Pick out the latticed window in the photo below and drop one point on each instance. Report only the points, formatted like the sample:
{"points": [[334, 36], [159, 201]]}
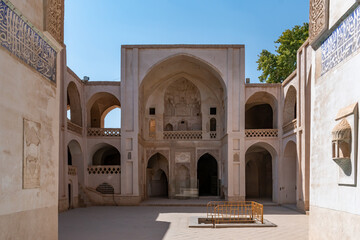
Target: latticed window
{"points": [[105, 188]]}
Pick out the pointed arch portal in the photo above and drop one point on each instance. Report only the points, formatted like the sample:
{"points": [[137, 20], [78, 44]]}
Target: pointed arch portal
{"points": [[207, 175]]}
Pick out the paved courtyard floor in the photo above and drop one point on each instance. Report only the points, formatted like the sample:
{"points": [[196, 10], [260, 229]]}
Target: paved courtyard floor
{"points": [[171, 222]]}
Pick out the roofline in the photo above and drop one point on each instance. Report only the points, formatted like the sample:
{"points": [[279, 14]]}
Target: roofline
{"points": [[184, 46], [262, 84]]}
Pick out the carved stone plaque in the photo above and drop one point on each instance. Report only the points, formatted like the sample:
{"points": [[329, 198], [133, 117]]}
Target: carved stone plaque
{"points": [[31, 161], [55, 19], [182, 157], [318, 18]]}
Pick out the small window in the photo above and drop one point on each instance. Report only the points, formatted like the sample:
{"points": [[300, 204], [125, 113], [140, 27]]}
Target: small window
{"points": [[152, 111], [213, 125]]}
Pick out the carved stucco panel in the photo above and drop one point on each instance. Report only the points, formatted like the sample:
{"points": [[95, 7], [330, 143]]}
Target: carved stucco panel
{"points": [[31, 161], [55, 19], [182, 157], [151, 152], [318, 18]]}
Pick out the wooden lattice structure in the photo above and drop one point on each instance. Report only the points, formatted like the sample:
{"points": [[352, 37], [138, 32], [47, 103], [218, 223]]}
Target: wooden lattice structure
{"points": [[235, 212]]}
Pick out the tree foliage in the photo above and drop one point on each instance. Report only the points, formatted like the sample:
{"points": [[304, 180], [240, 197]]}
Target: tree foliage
{"points": [[277, 67]]}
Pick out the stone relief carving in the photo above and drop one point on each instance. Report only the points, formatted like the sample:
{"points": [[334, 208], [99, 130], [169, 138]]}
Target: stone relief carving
{"points": [[26, 43], [151, 152], [182, 106], [342, 42], [55, 19], [182, 157], [31, 161], [318, 18], [344, 144]]}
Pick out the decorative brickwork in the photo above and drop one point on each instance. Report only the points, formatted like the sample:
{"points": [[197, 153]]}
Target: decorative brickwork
{"points": [[344, 41], [24, 41], [104, 132], [183, 135], [104, 170], [55, 19], [74, 127], [318, 20], [261, 133]]}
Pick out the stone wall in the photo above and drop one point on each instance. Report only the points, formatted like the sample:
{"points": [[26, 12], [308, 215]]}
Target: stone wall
{"points": [[29, 125]]}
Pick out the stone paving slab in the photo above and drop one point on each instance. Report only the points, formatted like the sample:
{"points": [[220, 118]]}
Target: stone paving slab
{"points": [[151, 222], [194, 223]]}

=======

■ **DIRECTIONS FOR THIS TASK**
Without copying any picture, repeat the full listing above word for word.

■ **TASK OUTPUT**
Pick out the latticed window in the photo below and drop one point on each instance. Report only the points, formatted like the sample:
{"points": [[334, 36], [159, 201]]}
Target: latticed window
{"points": [[105, 188]]}
Pick out the pointed arch portal in the photo above and drop one point on each instance. Report only the points, formatted like the sample:
{"points": [[137, 20], [78, 44]]}
Target: pointed arch portal
{"points": [[207, 175]]}
Pick out the paved courtyard floor in the photo above and drop one point on each instance. Report only the points, formatted like the sample:
{"points": [[196, 10], [260, 229]]}
Target: paved courtyard floor
{"points": [[171, 222]]}
Pick out the roofline in the photo above and drop one point on each instance. Report only the points, formatted like the sample:
{"points": [[279, 14]]}
Target: roofline
{"points": [[184, 46], [262, 84]]}
Pick out the carved stone plaque in the photo above and drop one point on each instance. Report only the points, formatted like the sample:
{"points": [[329, 198], [133, 117]]}
Target: carved stone plaque
{"points": [[31, 161], [55, 19], [182, 157], [318, 18]]}
Pick out the small window in the photo above and drop one point on each instance. Report only the points, formatted like the sample:
{"points": [[300, 204], [125, 113], [140, 27]]}
Target: small window
{"points": [[152, 111], [213, 125]]}
Pick out the carved stucco panel in the photo above and drop one point on each instance. Report only the points, formatted like the sample:
{"points": [[95, 7], [330, 143]]}
Target: carved stucco panel
{"points": [[31, 161], [55, 19], [182, 157], [151, 152], [318, 18]]}
Pick out the wooden lattice structure in the photo above and drop one point on each instance. Report only the points, formatted like the sample:
{"points": [[352, 37], [138, 32], [47, 103], [218, 223]]}
Target: wooden lattice structure
{"points": [[235, 212]]}
Pick out the tree foliage in the photo above and drop one point on each instance. Report only the points, formatted like the sample:
{"points": [[304, 180], [240, 197]]}
Target: tree foliage
{"points": [[277, 67]]}
Pick out the stone relief carving in the photo above and drop one point on each instance. Report only the points, formatted like the sample:
{"points": [[334, 208], [99, 130], [169, 138]]}
Target: stone relief carving
{"points": [[26, 43], [151, 152], [182, 106], [342, 42], [55, 19], [182, 157], [31, 161], [318, 18], [344, 144]]}
Pick out the decorative brickwork in the photo above and drop one point on each instance. Report only the points, formatted like the sample:
{"points": [[197, 153]]}
Target: decorative brickwork
{"points": [[344, 41], [24, 41], [104, 132], [183, 135], [104, 170], [55, 19], [74, 127], [318, 20], [261, 133]]}
Pick out the stone wall in the photo above and drop one point on each instance. Report only the points, formatted like the sample:
{"points": [[26, 12], [308, 215]]}
Target: stone wall
{"points": [[29, 125]]}
Pick out the stone paving slab in the photo above and drop one point on each instance. Report only the points, formatted like the sample:
{"points": [[220, 118]]}
Target: stone paving slab
{"points": [[151, 222], [194, 223]]}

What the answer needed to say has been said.